Short problem:
In the listing below, please print the line that contains "Point out the man's dark" and every line that follows it, exactly.

The input:
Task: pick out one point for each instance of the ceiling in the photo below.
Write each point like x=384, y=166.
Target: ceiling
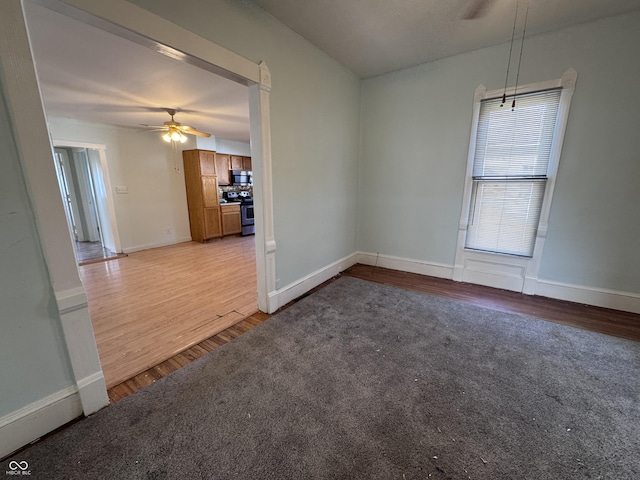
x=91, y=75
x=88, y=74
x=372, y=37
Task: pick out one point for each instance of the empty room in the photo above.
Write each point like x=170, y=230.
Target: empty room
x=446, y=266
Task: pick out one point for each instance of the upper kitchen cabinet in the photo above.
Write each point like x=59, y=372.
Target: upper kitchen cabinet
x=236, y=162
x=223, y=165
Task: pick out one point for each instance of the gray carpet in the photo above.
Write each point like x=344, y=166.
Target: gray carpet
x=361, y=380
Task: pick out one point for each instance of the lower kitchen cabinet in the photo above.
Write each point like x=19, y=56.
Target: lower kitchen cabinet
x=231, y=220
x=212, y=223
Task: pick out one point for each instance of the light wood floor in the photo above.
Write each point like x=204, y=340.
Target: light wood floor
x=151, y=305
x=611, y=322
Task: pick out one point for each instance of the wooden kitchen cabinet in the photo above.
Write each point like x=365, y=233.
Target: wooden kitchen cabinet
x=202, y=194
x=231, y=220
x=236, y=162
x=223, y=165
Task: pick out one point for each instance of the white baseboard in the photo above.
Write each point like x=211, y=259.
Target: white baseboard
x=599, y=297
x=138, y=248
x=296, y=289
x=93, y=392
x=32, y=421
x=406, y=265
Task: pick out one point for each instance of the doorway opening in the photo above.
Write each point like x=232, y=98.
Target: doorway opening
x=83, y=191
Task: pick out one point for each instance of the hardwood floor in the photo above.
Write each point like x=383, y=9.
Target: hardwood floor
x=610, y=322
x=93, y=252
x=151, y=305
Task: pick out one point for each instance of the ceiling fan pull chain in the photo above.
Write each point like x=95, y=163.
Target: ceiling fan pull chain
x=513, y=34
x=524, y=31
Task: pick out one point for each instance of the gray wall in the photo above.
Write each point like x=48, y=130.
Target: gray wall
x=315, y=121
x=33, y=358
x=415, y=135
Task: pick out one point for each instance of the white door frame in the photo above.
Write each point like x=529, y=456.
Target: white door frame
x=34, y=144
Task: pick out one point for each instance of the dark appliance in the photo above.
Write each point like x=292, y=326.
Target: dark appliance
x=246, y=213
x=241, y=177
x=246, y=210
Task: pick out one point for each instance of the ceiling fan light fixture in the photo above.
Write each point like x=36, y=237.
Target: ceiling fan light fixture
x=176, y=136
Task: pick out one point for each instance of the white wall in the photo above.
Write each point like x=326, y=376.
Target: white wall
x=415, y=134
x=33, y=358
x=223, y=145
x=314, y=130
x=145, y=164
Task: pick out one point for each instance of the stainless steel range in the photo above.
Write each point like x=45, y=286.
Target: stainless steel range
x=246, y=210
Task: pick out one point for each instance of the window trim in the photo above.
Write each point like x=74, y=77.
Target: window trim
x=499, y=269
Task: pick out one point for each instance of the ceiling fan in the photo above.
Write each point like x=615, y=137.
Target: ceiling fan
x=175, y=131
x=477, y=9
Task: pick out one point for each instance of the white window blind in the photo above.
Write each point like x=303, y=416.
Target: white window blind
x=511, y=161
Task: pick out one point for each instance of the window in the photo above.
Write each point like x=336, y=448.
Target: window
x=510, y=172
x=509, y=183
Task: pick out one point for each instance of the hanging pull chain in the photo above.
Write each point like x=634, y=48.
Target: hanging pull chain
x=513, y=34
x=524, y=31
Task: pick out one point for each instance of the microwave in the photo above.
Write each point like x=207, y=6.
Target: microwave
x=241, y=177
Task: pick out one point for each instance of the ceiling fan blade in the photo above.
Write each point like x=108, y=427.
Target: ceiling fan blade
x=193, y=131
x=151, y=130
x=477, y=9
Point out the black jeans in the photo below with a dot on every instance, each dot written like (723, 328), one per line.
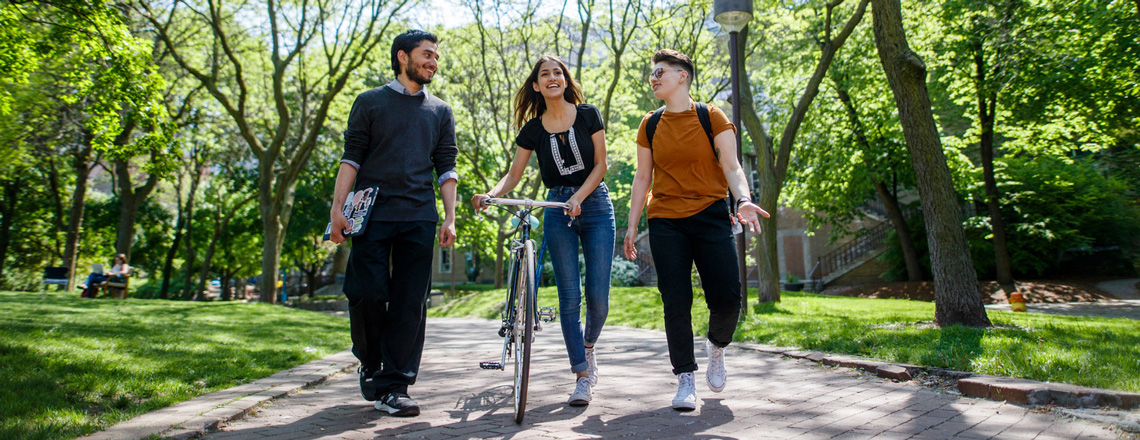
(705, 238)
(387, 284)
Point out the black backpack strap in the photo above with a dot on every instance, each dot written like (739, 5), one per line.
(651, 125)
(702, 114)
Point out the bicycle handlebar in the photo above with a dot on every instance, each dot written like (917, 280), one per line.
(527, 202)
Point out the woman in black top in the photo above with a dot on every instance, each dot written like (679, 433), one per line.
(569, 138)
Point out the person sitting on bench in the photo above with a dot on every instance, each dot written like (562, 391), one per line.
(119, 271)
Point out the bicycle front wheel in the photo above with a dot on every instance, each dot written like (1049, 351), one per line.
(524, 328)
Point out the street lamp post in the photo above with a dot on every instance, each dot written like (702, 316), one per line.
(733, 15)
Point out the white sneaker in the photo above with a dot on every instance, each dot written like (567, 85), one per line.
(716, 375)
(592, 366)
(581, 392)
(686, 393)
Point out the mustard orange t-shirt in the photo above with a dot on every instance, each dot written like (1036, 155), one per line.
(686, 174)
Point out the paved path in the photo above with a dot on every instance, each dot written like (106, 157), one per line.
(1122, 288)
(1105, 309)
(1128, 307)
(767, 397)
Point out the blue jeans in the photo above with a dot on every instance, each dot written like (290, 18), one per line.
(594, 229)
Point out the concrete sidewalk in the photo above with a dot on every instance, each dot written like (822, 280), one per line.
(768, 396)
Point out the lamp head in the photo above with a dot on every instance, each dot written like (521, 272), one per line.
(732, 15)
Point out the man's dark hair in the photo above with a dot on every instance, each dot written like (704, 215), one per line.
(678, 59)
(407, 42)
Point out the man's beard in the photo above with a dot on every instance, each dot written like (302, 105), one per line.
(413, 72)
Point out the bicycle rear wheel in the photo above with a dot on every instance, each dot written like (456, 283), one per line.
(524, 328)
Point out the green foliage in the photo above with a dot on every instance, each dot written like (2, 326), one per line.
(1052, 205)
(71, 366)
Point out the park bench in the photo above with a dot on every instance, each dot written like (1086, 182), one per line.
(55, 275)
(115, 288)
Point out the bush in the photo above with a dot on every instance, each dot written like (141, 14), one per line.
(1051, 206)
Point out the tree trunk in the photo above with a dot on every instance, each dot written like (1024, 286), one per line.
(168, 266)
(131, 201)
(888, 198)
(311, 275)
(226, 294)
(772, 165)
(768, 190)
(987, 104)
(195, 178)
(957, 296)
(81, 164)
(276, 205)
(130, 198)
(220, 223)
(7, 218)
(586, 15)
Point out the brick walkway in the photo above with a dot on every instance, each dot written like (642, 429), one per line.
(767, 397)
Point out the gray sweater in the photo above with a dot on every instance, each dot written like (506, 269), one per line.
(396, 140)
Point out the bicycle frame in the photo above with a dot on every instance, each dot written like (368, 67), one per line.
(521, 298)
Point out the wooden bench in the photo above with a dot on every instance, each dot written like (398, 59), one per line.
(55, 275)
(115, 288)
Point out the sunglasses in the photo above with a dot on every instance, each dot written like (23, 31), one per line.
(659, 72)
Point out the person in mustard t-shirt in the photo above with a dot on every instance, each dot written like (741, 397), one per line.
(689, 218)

Task output:
Point out the man's dark hair in the photo above with a dot on every instance, each dot written like (704, 215), one per line.
(678, 59)
(407, 42)
Point out the man's beard in the photo above with a dot on every instance, each dot written like (302, 105), one per line.
(413, 72)
Point out the bicycle rear wheel in the photo above with a dot on every instance, each dot written like (456, 283), one per line.
(524, 328)
Point out the green foliage in the photo above with a dot on every instance, each dot written like (2, 326), one per line.
(1052, 205)
(71, 366)
Point out the park bench in the photo above with a dot on every instance, each dot written like (1086, 182), one per line.
(55, 275)
(115, 288)
Point out the bush in the photo above with a dot on every instance, each dot written like (141, 14), one per line.
(1051, 206)
Point out the tree trunk in the photo above with a dot on every instance, each dot written like (1024, 286), one per line.
(168, 266)
(131, 201)
(888, 198)
(311, 275)
(226, 294)
(772, 165)
(768, 190)
(987, 104)
(195, 178)
(957, 296)
(81, 164)
(276, 205)
(130, 198)
(220, 223)
(7, 218)
(586, 15)
Point out the brick walkway in the photo above with a dot on every instance, each dot written like (642, 429), one per line.
(767, 397)
Point out the gray sweater in the photo above with a dot on every instance, each dot written like (506, 269), one per line.
(396, 140)
Point out the bicycle frame in the photo above with a dot on every instance, each dot written like (368, 67), one per line.
(521, 298)
Point out the wooden bench in the photo above with a dot on every instance, each dot written like (398, 59), one per line.
(55, 275)
(115, 288)
Point out the sunglasses in the photo above with a dot on every instance, each dot written like (23, 31), one per line.
(659, 72)
Point out the person in mustard t-shirt in the photo above with a dot on every instance, each dot written like (741, 397), one per line.
(689, 218)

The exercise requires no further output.